Your tasks:
a) Please reproduce the Nedbank sustainability passage word for word, starting with "Through serving 150" and going on through "make a difference.".
b) Resume the Nedbank sustainability passage after its final sentence, keeping its tone and style.

Source extract:
----------

While public or private job creation and socioeconomic investment may help to improve these stats, the bottom line is that healthy food, and sometimes even fresh water, remain unaffordable or unavailable for too many. Donations only provide a short-term solution to the status quo.
This is why Nedbank is demonstrating the long-term value of environmental sustainability in the area of food and nutrition. They have changed the old hand-out approach to a ‘hands on’ one, together with the communities they serve.
Caring for our communities
For the last three years, Nedbank’s Caring for our Communities and Saving our World programme has been passing on their sustainability expertise to young learners, their teachers and parents in some of South Africa’s poor communities.
Through serving 150 schools across the country, they have touched 150 communities in need. Nedbank seeks out the schools most in need of aid, and also encourages staff to identify schools in their area that could benefit. Wherever new Nedbank branches are opened, the sustainability opportunity is filtered into the surrounding community.
These workshops demystify sustainability. It illustrates that, with a little know-how and assistance, anyone anywhere can save water, reduce electricity consumption and generate an ongoing healthy food supply for their school, workplace or community. They take learners through an interactive workshop with characters and stories, including tips and activities as to how they can make a difference.
The programme has so far involved 3 000 Nedbank staff volunteers and touched the lives of over 5 000 learners and 1 500 adults.
4 Pillars of sustainability
After each workshop, learners, teachers and family members emerge having gained an appreciation for the four pillars of sustainability:
- Environmental: ‘understand the importance of sustaining and protecting the environment and managing environmental sustainability threats, like pollution, habitat destruction and water contamination’.
- Economic: ‘become equipped to achieve and maintain economic sustainability for yourself and your community through entrepreneurship and income generation’.
- Cultural: ‘discover how to preserve and enrich your culture by embracing diversity, and understanding and accepting language, religion and traditional differences’.
- Social: Use social sustainability principles like education, healthy living, respect and concern for others, to improve your quality of life and that of your community’.

----------

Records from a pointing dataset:
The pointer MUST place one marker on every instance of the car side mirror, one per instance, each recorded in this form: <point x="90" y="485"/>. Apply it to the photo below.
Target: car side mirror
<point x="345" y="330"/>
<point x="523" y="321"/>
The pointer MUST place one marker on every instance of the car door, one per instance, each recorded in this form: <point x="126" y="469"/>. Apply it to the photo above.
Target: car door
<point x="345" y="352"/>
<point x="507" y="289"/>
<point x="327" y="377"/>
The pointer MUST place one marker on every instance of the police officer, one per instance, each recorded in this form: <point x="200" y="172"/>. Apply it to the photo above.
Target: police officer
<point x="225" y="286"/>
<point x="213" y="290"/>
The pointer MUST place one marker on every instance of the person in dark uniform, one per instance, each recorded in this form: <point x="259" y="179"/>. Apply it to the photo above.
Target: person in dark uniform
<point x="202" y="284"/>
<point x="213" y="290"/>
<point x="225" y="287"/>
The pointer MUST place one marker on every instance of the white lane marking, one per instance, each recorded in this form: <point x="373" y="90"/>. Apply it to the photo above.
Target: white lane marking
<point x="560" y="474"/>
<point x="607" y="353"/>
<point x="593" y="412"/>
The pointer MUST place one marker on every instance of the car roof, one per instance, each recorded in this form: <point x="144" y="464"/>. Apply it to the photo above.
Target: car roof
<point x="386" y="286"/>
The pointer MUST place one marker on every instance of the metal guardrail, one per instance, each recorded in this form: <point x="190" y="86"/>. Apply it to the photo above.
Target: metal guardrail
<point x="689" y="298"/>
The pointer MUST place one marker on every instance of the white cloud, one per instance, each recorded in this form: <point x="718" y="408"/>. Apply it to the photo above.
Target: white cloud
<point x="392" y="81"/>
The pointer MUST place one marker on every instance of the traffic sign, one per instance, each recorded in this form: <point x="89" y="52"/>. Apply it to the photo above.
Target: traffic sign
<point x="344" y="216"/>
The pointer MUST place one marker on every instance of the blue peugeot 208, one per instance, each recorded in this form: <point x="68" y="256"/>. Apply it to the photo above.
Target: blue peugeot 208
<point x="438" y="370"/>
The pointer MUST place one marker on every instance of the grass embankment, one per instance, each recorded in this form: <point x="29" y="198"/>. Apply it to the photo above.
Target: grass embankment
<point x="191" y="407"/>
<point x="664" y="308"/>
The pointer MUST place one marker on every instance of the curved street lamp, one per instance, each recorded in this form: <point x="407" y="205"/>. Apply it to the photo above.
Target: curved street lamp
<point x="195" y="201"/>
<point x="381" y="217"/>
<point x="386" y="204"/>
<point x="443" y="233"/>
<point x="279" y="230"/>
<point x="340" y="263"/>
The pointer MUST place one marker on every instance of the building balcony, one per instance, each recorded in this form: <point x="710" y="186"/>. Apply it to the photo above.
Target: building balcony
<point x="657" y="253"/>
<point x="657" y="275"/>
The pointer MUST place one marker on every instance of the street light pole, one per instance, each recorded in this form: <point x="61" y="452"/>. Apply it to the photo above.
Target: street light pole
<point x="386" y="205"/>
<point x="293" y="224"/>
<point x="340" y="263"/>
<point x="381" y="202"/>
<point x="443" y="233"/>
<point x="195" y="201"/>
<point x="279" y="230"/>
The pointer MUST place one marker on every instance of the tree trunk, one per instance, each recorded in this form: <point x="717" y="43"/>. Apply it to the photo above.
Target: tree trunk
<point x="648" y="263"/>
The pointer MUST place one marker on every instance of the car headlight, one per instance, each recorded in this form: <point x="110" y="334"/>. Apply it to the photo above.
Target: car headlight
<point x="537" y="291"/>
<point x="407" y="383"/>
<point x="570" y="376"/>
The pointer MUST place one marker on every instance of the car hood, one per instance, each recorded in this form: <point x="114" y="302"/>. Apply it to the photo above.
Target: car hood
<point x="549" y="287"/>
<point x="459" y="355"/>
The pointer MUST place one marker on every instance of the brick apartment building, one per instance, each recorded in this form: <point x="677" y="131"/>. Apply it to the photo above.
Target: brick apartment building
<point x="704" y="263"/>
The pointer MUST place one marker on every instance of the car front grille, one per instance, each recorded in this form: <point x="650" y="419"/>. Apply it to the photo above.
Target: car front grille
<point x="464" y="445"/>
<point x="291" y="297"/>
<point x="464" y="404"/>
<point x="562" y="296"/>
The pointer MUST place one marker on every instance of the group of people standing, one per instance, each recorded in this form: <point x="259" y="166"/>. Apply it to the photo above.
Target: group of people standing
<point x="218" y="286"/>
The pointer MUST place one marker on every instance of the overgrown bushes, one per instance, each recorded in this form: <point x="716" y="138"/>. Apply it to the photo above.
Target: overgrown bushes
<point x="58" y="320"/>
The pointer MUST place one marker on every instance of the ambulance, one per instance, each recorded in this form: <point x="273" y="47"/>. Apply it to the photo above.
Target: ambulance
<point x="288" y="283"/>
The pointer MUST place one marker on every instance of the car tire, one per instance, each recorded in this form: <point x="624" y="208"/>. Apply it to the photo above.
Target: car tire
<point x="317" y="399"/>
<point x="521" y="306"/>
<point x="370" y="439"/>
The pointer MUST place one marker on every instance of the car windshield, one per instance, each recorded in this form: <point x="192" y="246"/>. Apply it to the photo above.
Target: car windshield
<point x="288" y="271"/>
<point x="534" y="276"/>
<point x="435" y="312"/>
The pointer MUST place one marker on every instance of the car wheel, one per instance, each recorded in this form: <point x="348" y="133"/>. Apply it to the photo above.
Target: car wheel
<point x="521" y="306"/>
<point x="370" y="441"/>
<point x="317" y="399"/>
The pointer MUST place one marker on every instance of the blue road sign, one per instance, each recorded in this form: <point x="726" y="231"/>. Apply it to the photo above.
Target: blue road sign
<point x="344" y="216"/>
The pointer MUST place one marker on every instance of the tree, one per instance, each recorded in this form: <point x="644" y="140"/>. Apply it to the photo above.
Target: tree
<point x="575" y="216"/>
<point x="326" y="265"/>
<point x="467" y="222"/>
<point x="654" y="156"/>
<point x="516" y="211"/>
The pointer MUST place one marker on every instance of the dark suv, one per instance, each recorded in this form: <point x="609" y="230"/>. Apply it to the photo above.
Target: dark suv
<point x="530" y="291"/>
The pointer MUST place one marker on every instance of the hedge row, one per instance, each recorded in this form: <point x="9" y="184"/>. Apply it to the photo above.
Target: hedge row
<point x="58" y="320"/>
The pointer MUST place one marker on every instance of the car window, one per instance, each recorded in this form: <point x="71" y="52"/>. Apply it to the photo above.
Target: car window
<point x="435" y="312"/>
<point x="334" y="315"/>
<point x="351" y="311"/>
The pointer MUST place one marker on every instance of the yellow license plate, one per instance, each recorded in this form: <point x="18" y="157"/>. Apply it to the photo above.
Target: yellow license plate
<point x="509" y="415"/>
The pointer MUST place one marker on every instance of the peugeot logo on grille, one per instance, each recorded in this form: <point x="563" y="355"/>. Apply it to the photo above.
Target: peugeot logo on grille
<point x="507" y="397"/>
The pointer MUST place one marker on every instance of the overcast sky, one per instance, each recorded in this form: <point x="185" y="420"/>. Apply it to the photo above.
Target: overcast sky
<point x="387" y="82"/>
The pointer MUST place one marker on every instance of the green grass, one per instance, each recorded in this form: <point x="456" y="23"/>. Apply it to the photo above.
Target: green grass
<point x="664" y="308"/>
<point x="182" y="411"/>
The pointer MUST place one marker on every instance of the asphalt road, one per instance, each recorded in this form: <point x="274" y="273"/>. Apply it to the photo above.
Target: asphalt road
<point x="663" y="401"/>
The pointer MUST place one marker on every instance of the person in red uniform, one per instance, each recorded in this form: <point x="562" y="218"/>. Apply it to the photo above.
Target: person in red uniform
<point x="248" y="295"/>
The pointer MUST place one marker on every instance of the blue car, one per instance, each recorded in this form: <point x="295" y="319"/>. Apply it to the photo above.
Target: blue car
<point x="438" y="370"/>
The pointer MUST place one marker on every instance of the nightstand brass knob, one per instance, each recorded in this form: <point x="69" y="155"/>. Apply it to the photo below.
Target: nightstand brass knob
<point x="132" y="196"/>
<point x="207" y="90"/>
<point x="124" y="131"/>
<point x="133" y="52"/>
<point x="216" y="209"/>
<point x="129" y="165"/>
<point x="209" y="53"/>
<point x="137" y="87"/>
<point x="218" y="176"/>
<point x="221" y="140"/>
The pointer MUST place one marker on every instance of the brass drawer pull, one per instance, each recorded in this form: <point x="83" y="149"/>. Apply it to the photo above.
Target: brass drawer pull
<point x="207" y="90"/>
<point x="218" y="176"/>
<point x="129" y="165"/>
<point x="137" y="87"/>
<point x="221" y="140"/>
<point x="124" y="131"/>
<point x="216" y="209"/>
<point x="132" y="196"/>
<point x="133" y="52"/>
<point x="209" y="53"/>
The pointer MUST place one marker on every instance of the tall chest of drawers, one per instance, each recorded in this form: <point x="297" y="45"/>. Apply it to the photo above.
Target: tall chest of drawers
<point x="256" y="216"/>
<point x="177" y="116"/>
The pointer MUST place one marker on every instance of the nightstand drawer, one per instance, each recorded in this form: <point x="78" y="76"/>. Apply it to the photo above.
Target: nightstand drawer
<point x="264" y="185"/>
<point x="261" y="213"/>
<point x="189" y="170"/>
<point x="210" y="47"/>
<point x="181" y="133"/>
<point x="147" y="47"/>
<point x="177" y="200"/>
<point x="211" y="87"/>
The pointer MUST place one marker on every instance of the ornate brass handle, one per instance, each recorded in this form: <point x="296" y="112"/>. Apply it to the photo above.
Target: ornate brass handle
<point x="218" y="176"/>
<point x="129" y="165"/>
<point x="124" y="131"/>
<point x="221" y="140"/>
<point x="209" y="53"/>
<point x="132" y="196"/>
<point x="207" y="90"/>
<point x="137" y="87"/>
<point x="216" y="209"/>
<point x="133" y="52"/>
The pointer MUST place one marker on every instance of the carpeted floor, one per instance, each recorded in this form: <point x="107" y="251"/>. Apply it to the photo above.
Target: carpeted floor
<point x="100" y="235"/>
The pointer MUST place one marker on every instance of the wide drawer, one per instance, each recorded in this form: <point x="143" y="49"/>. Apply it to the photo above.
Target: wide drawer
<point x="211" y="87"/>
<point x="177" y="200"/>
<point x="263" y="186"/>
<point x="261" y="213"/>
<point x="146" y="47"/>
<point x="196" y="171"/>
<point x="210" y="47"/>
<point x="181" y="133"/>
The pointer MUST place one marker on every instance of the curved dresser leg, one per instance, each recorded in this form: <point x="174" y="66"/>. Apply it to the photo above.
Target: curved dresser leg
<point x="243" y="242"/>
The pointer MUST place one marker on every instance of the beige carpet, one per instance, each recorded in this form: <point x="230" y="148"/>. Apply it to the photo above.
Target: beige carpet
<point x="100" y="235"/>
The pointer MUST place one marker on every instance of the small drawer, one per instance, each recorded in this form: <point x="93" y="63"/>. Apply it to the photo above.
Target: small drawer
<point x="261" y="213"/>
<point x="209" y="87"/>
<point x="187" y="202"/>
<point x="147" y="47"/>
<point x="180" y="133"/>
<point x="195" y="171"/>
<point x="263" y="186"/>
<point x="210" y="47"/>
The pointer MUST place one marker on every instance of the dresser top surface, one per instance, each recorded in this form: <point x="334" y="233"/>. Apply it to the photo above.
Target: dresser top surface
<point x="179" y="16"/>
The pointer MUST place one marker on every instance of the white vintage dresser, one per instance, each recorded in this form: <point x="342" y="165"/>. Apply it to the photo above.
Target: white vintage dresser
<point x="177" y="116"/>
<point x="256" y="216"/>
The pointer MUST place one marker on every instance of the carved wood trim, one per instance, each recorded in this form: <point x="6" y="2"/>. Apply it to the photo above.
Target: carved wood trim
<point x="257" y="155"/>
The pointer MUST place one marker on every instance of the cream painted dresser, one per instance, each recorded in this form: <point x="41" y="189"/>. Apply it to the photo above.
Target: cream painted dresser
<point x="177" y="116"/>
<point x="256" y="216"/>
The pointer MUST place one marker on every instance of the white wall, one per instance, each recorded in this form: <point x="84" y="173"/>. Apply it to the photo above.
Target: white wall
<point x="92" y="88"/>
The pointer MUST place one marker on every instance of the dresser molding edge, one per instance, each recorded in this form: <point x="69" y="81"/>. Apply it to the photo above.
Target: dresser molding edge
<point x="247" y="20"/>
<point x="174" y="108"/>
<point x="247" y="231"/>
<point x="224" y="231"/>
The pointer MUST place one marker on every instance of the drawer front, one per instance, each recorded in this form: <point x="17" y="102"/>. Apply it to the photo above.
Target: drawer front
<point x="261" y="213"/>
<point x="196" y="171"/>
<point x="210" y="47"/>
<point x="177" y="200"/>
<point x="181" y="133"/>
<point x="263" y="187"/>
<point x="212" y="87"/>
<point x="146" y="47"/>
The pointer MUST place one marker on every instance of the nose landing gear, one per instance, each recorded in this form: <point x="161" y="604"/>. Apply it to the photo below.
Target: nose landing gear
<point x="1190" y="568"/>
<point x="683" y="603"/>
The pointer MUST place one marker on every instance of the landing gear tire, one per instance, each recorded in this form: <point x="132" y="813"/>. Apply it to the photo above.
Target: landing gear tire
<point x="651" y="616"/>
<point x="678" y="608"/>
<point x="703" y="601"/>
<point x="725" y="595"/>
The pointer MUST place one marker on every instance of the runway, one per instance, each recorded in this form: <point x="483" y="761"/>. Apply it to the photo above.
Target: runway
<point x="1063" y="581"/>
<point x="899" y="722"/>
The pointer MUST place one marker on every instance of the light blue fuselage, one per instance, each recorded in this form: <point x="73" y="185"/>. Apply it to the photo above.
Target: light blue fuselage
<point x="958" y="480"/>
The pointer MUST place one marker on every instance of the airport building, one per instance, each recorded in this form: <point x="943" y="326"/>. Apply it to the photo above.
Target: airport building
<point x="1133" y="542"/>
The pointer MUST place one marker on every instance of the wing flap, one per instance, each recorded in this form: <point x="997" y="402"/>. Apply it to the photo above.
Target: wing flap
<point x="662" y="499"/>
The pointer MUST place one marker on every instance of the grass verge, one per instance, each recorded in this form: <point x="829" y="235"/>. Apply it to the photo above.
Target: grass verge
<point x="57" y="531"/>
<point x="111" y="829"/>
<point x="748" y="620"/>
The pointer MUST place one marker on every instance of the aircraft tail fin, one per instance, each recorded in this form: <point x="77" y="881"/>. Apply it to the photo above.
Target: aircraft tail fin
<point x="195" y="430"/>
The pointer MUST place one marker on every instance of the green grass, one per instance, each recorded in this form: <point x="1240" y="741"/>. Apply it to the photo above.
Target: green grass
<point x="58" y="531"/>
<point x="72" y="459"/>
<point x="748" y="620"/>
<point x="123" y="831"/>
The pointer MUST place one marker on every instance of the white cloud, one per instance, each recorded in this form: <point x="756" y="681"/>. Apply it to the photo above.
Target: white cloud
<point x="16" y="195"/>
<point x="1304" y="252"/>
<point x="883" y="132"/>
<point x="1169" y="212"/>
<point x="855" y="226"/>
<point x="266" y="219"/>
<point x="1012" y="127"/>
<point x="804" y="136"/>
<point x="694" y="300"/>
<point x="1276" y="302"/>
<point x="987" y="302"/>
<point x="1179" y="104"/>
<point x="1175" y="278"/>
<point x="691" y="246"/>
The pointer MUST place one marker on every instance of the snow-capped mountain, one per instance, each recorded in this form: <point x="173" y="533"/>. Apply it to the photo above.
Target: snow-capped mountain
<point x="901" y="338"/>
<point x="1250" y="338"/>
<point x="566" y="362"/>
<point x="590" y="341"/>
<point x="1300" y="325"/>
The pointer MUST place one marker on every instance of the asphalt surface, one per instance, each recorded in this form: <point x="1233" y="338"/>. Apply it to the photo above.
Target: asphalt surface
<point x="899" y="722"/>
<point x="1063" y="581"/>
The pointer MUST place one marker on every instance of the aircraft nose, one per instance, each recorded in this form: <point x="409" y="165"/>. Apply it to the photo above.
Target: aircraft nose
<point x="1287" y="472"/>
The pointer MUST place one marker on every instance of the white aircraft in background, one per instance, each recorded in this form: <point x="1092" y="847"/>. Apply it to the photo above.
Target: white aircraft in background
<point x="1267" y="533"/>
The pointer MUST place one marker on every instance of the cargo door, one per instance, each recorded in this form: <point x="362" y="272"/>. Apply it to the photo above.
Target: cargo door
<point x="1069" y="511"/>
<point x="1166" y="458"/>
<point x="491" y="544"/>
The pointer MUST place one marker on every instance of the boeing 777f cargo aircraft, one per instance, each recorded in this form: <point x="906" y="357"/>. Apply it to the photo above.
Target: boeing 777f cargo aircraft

----------

The replies:
a)
Through serving 150 schools across the country, they have touched 150 communities in need. Nedbank seeks out the schools most in need of aid, and also encourages staff to identify schools in their area that could benefit. Wherever new Nedbank branches are opened, the sustainability opportunity is filtered into the surrounding community.
These workshops demystify sustainability. It illustrates that, with a little know-how and assistance, anyone anywhere can save water, reduce electricity consumption and generate an ongoing healthy food supply for their school, workplace or community. They take learners through an interactive workshop with characters and stories, including tips and activities as to how they can make a difference.

b)
All hands on-site
Nedbank doesn’t move on to the next school before adding practical know-how and a lasting passion for sustainability to the knowledge imparted.
The workshop is followed by a project build day in which learners, educators and community members, together with Nedbank staff, get their hands dirty on-site and construct a vegetable tunnel, solar cooker, rainwater harvesting tank, or indigenous erosion control garden – depending on the needs identified. These projects help the schools address immediate environmental issues they may be facing, like access to clean water or fresh produce. At the same time it provides a new community focus for recycling, renewable resources and healthy living.
Nedbank continues to monitor and liaise with all schools assisted, but ownership of the sustainability projects is effectively passed over to learners and teachers. Ultimately for the good of the whole community.
The benefits are manifold:
- Food grown in vegetable tunnels and gardens contribute to many of the schools’ feeding schemes.
- After school, kids from very poor families can take home produce to put on the table.
- Sometimes extra produce is sold outwards into the community, to generate funds for the school.
- At the same time, the school reduces electricity costs thanks to new solar cookers.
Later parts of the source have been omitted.